- [Goal] Your task is to write out the complete listing exactly as it is shown.

- [Data section]
## Begin

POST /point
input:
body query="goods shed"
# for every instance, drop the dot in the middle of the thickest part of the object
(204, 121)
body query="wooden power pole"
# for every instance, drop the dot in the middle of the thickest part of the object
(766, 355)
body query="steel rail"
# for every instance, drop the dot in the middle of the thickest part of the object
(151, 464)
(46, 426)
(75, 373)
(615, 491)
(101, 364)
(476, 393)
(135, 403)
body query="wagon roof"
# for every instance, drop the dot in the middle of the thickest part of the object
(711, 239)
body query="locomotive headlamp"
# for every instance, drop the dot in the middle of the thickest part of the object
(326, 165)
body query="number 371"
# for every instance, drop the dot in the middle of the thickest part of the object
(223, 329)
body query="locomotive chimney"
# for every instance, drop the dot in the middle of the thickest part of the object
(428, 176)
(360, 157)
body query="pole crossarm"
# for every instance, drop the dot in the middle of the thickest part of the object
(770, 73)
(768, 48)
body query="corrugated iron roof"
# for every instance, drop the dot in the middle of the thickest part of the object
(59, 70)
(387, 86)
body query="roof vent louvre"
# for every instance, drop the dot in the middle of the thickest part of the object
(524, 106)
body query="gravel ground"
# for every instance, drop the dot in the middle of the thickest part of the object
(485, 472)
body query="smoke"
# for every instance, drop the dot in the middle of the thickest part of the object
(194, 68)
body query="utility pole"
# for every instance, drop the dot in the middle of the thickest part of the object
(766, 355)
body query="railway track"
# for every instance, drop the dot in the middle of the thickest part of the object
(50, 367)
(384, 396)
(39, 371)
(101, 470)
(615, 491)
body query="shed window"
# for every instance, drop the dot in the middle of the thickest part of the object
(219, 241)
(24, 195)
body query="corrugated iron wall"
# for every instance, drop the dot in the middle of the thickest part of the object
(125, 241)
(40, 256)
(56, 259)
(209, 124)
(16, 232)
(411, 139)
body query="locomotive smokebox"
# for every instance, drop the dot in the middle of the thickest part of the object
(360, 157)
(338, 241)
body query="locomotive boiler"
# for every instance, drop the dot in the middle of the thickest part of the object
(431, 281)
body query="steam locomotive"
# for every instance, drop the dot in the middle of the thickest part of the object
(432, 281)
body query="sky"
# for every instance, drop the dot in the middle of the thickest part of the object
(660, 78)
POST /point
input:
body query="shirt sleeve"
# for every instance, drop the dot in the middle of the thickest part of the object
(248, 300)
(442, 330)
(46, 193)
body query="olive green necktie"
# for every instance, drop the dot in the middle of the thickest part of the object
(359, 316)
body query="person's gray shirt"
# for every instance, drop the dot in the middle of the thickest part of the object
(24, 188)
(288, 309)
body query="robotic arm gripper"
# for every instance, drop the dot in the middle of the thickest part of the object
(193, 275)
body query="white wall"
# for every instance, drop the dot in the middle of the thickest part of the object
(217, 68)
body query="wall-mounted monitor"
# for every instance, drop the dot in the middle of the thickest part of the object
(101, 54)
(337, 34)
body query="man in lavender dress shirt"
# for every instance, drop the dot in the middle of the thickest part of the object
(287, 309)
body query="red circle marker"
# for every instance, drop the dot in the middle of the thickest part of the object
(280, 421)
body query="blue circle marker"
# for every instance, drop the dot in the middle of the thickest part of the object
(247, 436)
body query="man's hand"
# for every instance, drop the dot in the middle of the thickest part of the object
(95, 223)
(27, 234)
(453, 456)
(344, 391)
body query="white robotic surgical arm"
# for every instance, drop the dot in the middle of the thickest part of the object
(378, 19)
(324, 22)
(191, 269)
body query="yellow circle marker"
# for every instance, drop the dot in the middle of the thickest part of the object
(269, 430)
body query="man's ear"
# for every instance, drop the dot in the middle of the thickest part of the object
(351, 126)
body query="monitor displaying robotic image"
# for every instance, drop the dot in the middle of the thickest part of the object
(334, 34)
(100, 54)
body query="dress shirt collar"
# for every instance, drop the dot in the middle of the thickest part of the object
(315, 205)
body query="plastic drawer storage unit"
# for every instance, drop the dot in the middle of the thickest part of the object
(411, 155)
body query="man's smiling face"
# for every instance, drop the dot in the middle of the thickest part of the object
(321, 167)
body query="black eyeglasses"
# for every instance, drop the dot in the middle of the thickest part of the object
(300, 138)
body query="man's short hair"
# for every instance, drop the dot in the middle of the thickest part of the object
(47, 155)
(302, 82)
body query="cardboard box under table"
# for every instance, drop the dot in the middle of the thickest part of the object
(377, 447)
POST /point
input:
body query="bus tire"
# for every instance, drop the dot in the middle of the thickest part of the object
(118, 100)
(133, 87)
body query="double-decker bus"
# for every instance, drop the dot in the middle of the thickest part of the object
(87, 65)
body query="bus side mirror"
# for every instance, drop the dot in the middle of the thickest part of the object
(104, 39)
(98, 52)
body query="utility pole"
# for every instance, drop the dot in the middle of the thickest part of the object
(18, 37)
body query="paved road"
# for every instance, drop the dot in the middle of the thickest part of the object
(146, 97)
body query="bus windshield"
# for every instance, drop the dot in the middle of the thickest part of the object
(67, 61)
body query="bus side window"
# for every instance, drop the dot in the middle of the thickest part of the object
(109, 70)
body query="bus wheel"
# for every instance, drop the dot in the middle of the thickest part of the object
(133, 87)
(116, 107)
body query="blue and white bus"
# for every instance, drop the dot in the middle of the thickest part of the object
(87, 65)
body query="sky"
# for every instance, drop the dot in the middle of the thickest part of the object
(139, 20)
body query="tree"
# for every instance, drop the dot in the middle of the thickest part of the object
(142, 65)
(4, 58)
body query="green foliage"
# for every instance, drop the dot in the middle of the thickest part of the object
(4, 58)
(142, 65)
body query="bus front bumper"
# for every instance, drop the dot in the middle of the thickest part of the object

## End

- [Solution to the exercise]
POST /point
input:
body query="goods shed"
# for every instance, drop the dot in the middle of the thickest part of the object
(204, 121)
body query="wooden power pole"
# for every instance, drop the dot in the middle of the thickest part of the object
(766, 355)
body query="steel rail"
# for every instance, drop the dot in the middle of the thickest part of the object
(151, 464)
(46, 426)
(75, 373)
(615, 491)
(101, 364)
(476, 393)
(135, 403)
body query="wagon roof"
# for every instance, drop the dot in the middle of the thickest part of the object
(711, 239)
body query="locomotive headlamp"
# for every instance, drop the dot in the middle of the thickest part of the object
(326, 165)
body query="number 371"
# for every instance, drop the dot in the middle of the thickest part of the object
(223, 329)
body query="locomotive chimney"
# for every instance, drop the dot in the middle of the thickest part of the object
(428, 176)
(360, 157)
body query="pole crossarm"
# for every instance, drop the dot in the middle of the thickest part of the object
(770, 73)
(768, 48)
body query="corrugated iron roof"
# for every instance, drop the dot in the middle of the thickest part of the object
(59, 70)
(387, 86)
body query="roof vent louvre"
# for every instance, drop the dot in the middle of the thickest part of the object
(524, 106)
body query="gravel ground"
# for every instance, drop the dot in the middle of the thickest part of the object
(485, 472)
body query="smoke"
# for every instance, drop the dot in the middle of the thickest part of the object
(194, 68)
body query="utility pole"
# for every instance, drop the dot in the middle of the thickest part of the object
(766, 355)
body query="railway track"
# for every instance, drop the dot in the middle of the thickest part of the object
(50, 367)
(384, 396)
(39, 371)
(101, 470)
(615, 491)
body query="shed window"
# for every instance, drop the dot in the middle of the thickest part of the object
(219, 241)
(24, 195)
body query="corrugated iron wall"
# for every instance, drop the dot in the middle of the thickest part of the object
(125, 241)
(40, 256)
(56, 259)
(209, 124)
(16, 232)
(411, 139)
body query="locomotive smokebox"
# for every instance, drop the dot in the middle of the thickest part of the object
(360, 157)
(338, 241)
body query="locomotive boiler"
# for every instance, drop the dot in the middle of the thickest part of the object
(431, 281)
body query="steam locomotive"
# for every instance, drop the dot in the middle of the thickest part of the object
(432, 281)
body query="sky"
# for every instance, drop the dot in the middle of the thickest part of the object
(660, 78)
POST /point
input:
body query="shirt sleeve"
# for every instance, drop the dot in the middle of the thickest part of the object
(248, 300)
(442, 330)
(46, 193)
body query="olive green necktie"
# for every instance, drop the dot in the middle of the thickest part of the object
(359, 316)
body query="person's gray shirt"
# for every instance, drop the dot in the middle of the thickest part of the object
(24, 188)
(288, 309)
body query="robotic arm gripper"
# for every instance, drop the dot in the middle of the thickest part of the object
(193, 275)
body query="white wall"
# for every instance, drop the dot in the middle of the thickest part of the object
(217, 68)
body query="wall-mounted monitor"
# for every instance, drop the dot in the middle of the thickest part of the object
(101, 54)
(337, 34)
body query="man in lavender dress shirt"
# for every instance, drop the dot in the middle of the thickest part of the object
(287, 309)
body query="red circle marker"
# for every instance, drop the dot in the middle of the thickest part of the object
(280, 421)
body query="blue circle marker"
# for every instance, drop the dot in the middle of the thickest part of the object
(247, 436)
body query="man's hand"
# for every instance, drop the dot in the middle of the thickest part of the object
(95, 223)
(27, 234)
(453, 456)
(344, 391)
body query="white robotic surgical arm"
# for every instance, drop the dot in the middle of the thickest part of the object
(378, 19)
(324, 22)
(191, 269)
body query="yellow circle marker"
# for every instance, drop the dot in the middle of the thickest part of the object
(269, 430)
body query="man's ear"
# for every instance, drop the dot in the middle of the thickest part of the object
(351, 126)
body query="monitor displaying robotic image"
# for every instance, drop the dot in the middle of the thickest part of the object
(334, 34)
(100, 54)
body query="dress shirt collar"
# for every instance, drop the dot in the middle of the thickest part of the object
(315, 205)
body query="plastic drawer storage unit"
# for every instance, drop the dot in the middle of the thickest part of the object
(411, 155)
body query="man's smiling face"
# for every instance, drop the dot in the middle of the thickest part of the object
(321, 167)
body query="black eyeglasses"
# for every instance, drop the dot in the middle of the thickest part of the object
(300, 138)
body query="man's short hair"
# for every instance, drop the dot in the middle of the thickest part of the object
(47, 155)
(302, 82)
body query="cardboard box under table"
# for every instance, drop the dot in the middle of the thickest part of the object
(377, 447)
POST /point
input:
body query="bus tire"
# for every instance, drop the dot in the middle of the thickest part of the object
(118, 100)
(133, 87)
body query="double-decker bus"
# for every instance, drop the dot in the middle of the thickest part of the object
(87, 65)
body query="bus side mirror"
# for every instance, drop the dot in the middle of the thickest part of the object
(104, 39)
(98, 52)
body query="utility pole"
# for every instance, drop the dot in the middle of the thickest part of the object
(18, 37)
body query="paved road"
# for every instance, drop the dot in the middle of the thickest part of the object
(146, 97)
body query="bus windshield"
# for every instance, drop the dot in the middle of the thickest part of the object
(67, 61)
body query="bus side window"
# for every instance, drop the dot in the middle of the thickest part of the object
(109, 70)
body query="bus wheel"
# for every instance, drop the dot in the middle of the thickest part of the object
(133, 87)
(116, 107)
body query="blue and white bus"
# for every instance, drop the dot in the middle of the thickest part of the object
(87, 65)
body query="sky"
# for every instance, drop the dot in the middle of the thickest part of the object
(139, 20)
body query="tree"
# for every instance, drop the dot in the middle of the thickest part of the object
(142, 65)
(4, 58)
body query="green foliage"
# for every instance, drop the dot in the middle of the thickest part of the object
(4, 58)
(142, 65)
body query="bus front bumper"
# for every instance, drop the dot in the middle of the thickest part of the object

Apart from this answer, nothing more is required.